**TRECHO FORNECIDO:**
· · · · · · ·

Melodrama 'Querida Mamãe' sofre de sérios problemas de adequação

Baseado em peça de Maria Adelaide Amaral, filme não nos faz sentir o drama humano

Filme Querida mamãe
As atrizes Selma Egrei e Letícia Sabatella em 'Querida Mamãe' - Divulgação
Sérgio Alpendre

Querida Mamãe

  • Classificação Estreia na quinta (17)
  • Elenco Letícia Sabatella, Selma Egrei, Marat Descartes
  • Produção Brasil, 2017
  • Direção Jeremias Filho

Existe um forte preconceito contra o melodrama. Do público, que logo rotula de melodrama (ou de sua variante mais ofensiva, dramalhão) aquilo que acha brega. Mas também de boa parte dos cineastas, que evitam qualquer sinal que possa ser interpretado como melodrama.

É, contudo, um gênero nobre. E de caminhos muito difíceis de serem percorridos. Uma pequena desmesura, tem-se o desastre. É preciso ter coragem de abraçar o melodrama, sob o risco de ficar num desagradável e excessivamente cauteloso meio-termo.

Em "Querida Mamãe", o diretor Jeremias Moreira Filho resolve encarar o bicho de frente, consciente do fracasso retumbante que estava à sua espera.

Retumbante, no caso, é a única opção para quem escolhe o melodrama e não é bem-sucedido. Se é para errar, que seja retumbantemente, porque ao menos significa que não houve recuo.

· · · · · · ·

**LINHAS EXTRAÍDAS:**
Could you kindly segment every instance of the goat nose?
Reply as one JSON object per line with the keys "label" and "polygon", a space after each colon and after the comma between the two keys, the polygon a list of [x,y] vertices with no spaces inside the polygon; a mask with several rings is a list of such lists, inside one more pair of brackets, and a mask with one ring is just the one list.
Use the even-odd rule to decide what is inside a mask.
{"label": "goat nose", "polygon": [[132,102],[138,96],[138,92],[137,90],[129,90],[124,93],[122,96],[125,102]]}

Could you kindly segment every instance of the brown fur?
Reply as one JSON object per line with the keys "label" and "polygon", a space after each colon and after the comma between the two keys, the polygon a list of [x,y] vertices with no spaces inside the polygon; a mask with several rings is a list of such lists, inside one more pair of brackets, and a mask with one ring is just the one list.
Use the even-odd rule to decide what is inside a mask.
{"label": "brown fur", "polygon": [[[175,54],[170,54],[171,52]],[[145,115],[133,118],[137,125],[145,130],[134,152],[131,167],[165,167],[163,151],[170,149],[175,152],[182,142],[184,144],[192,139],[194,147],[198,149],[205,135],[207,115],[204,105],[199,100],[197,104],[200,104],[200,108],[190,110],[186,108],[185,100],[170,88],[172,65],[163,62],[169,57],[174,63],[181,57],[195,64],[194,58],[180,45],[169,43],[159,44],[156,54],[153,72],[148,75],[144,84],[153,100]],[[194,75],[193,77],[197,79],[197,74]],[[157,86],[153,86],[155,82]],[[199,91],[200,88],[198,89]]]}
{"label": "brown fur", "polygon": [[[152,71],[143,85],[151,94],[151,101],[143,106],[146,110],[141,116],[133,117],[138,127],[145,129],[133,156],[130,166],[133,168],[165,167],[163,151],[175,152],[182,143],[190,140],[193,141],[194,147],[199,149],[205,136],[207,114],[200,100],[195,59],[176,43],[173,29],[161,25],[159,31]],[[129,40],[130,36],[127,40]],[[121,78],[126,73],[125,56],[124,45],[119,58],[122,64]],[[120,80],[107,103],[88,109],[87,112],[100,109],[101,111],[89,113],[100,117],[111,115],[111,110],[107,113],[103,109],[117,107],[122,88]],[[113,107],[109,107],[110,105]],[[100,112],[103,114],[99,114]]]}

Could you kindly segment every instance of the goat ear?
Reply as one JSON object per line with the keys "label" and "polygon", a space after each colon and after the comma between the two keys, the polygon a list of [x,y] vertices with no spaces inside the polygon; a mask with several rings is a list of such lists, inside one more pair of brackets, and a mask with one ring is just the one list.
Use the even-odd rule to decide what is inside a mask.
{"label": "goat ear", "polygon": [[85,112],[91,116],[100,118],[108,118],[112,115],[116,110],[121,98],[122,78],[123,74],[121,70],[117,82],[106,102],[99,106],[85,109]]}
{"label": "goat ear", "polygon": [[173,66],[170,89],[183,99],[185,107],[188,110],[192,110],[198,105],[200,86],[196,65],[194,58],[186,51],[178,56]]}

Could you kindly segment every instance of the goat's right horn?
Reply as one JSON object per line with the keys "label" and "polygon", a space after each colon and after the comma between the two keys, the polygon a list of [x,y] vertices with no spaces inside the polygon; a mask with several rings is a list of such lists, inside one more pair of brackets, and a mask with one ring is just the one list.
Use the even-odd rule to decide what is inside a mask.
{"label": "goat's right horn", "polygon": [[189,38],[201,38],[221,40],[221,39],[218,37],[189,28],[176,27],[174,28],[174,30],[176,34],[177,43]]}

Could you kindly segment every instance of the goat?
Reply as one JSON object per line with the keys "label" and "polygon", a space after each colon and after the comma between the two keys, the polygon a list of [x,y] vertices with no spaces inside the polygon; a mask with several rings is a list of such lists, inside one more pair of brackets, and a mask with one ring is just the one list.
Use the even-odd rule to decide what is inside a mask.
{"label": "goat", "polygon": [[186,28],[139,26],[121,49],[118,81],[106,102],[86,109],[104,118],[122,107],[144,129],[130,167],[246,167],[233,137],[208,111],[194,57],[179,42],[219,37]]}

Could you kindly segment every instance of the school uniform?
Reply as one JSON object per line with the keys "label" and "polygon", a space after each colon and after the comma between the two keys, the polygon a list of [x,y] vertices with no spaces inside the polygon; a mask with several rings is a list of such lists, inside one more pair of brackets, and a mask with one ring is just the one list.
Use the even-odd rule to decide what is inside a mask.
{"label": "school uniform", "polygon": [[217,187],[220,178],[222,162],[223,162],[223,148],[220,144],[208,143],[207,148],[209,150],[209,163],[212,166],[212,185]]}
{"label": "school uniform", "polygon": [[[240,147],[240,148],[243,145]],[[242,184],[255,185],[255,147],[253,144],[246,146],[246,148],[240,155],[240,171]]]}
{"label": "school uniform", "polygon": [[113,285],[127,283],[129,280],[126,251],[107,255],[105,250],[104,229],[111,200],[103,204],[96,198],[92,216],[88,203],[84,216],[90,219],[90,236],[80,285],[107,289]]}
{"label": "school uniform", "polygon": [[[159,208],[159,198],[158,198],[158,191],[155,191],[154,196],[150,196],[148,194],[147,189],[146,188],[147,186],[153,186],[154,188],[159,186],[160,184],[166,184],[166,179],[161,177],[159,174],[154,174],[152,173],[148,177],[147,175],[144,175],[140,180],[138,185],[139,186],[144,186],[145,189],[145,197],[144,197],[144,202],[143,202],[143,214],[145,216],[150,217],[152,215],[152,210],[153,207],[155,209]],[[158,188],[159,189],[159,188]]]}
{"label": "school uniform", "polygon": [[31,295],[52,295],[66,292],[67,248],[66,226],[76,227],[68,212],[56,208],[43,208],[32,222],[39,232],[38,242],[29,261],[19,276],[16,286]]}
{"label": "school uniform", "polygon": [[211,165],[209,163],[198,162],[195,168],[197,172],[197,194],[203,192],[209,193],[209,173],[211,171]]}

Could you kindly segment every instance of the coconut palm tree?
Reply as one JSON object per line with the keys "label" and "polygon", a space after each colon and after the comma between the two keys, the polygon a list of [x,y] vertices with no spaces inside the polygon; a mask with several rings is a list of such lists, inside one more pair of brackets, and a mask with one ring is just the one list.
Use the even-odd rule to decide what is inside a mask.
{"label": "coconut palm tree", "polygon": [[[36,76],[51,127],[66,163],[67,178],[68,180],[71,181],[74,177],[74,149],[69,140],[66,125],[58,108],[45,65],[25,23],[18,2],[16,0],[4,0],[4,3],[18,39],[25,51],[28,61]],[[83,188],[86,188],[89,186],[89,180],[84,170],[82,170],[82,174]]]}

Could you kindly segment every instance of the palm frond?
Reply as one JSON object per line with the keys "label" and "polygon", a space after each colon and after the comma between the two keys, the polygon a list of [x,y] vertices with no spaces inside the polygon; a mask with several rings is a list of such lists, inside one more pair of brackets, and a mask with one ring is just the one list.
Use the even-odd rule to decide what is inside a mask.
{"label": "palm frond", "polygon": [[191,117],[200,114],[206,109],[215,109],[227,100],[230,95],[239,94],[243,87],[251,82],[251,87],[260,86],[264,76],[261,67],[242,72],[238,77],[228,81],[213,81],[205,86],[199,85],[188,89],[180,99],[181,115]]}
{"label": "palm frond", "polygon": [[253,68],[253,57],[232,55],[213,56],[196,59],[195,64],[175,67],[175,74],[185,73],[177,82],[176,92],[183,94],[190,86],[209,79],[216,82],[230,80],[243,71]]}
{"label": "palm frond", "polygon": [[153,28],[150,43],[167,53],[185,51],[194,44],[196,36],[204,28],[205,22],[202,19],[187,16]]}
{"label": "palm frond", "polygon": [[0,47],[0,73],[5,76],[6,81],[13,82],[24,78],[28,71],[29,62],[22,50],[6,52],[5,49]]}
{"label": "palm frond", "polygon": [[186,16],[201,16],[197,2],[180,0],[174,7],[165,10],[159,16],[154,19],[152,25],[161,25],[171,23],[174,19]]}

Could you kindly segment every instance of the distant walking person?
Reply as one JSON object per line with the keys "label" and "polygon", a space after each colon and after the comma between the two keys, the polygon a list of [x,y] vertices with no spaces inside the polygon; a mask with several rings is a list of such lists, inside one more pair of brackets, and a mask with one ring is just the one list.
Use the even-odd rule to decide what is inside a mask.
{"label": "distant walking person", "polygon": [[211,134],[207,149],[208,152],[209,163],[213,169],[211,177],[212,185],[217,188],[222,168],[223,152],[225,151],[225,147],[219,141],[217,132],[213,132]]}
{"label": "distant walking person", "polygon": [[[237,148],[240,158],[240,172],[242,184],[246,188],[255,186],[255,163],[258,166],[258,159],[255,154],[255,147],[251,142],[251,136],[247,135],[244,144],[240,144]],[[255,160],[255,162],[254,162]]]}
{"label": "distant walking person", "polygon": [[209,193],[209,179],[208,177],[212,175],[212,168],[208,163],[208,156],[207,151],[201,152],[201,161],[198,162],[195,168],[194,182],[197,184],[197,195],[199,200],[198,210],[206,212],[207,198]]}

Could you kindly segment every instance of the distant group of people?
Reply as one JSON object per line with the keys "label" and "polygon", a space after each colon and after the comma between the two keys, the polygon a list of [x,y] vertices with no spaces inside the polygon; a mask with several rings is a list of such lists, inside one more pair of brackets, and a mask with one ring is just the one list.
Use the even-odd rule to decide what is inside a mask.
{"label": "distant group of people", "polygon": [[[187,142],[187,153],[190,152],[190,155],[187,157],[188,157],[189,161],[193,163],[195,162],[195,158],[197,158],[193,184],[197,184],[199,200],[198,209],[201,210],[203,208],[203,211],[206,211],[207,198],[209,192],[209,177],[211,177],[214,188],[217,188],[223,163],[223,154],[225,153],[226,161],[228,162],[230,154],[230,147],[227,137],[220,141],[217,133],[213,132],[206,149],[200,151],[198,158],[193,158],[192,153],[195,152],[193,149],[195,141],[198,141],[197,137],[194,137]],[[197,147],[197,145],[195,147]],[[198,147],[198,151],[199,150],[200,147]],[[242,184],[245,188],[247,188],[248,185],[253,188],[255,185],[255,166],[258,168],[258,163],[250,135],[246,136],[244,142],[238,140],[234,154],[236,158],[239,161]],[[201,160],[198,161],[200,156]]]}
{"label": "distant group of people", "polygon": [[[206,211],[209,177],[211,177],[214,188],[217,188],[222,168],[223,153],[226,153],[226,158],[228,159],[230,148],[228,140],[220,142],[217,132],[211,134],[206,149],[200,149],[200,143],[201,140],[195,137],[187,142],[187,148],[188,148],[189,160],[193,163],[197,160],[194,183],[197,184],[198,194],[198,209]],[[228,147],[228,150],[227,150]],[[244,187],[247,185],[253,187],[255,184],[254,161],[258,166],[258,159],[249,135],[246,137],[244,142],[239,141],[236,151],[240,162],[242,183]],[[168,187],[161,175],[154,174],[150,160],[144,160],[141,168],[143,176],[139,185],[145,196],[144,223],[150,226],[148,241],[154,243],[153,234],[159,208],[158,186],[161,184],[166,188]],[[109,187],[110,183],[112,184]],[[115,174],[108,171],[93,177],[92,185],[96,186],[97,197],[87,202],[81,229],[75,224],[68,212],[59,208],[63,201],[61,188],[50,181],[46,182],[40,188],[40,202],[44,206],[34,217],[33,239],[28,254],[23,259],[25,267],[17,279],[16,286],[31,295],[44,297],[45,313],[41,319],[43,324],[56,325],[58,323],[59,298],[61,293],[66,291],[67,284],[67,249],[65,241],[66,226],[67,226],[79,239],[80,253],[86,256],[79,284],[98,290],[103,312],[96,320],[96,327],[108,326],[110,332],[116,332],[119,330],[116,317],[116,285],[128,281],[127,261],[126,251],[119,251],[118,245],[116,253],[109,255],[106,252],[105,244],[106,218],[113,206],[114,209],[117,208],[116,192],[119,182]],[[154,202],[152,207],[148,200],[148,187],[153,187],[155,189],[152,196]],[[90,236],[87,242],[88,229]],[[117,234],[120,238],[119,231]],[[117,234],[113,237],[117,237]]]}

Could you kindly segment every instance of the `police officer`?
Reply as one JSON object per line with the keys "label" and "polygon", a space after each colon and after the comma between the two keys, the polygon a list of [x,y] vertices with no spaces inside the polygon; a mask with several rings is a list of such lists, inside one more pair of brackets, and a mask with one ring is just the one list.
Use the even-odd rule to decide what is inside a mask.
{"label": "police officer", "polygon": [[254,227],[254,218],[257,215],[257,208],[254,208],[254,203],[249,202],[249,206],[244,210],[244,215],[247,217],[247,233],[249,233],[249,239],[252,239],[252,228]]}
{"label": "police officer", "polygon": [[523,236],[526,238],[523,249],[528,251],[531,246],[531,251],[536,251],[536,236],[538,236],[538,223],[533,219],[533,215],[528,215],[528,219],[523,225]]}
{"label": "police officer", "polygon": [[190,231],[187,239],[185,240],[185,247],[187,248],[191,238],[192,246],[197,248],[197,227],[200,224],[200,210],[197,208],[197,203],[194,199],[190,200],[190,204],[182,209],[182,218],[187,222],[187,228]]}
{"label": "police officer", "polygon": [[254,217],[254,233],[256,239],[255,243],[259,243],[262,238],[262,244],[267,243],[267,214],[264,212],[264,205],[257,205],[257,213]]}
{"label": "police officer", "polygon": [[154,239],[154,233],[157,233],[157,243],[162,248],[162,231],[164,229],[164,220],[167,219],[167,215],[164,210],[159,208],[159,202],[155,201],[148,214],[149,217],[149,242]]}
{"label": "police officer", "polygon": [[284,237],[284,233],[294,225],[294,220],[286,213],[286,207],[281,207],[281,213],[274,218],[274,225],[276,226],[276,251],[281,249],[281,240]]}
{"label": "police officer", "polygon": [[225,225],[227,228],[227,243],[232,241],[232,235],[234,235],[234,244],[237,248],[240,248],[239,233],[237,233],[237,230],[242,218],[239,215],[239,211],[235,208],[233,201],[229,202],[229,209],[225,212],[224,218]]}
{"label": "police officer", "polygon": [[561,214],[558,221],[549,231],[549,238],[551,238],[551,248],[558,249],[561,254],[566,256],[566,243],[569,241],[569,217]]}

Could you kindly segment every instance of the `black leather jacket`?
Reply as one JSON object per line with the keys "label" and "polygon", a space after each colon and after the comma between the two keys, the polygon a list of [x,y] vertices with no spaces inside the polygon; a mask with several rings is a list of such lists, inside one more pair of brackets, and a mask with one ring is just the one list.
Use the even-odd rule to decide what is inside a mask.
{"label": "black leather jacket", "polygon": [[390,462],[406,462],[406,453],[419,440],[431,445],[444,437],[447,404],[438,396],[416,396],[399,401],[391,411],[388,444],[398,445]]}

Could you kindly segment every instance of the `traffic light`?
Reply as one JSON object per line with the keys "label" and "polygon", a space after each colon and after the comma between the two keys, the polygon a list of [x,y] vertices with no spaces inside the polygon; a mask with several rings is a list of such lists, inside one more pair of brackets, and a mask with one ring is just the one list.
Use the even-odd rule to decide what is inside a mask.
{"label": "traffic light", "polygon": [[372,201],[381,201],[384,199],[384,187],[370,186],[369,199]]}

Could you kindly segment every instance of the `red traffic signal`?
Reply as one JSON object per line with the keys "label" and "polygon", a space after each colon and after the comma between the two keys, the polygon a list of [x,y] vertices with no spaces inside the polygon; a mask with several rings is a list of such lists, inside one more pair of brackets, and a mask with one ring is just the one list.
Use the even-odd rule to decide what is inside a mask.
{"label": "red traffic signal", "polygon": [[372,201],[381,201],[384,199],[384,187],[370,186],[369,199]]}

· · · · · · ·

**TAREFA A FAZER:**
Copie palavra por palavra o trecho da crítica que começa em "Existe um forte" e termina em "à sua espera.". As linhas são um material separado da crítica.

**ESPAÇO DA RESPOSTA:**
Existe um forte preconceito contra o melodrama. Do público, que logo rotula de melodrama (ou de sua variante mais ofensiva, dramalhão) aquilo que acha brega. Mas também de boa parte dos cineastas, que evitam qualquer sinal que possa ser interpretado como melodrama.

É, contudo, um gênero nobre. E de caminhos muito difíceis de serem percorridos. Uma pequena desmesura, tem-se o desastre. É preciso ter coragem de abraçar o melodrama, sob o risco de ficar num desagradável e excessivamente cauteloso meio-termo.

Em "Querida Mamãe", o diretor Jeremias Moreira Filho resolve encarar o bicho de frente, consciente do fracasso retumbante que estava à sua espera.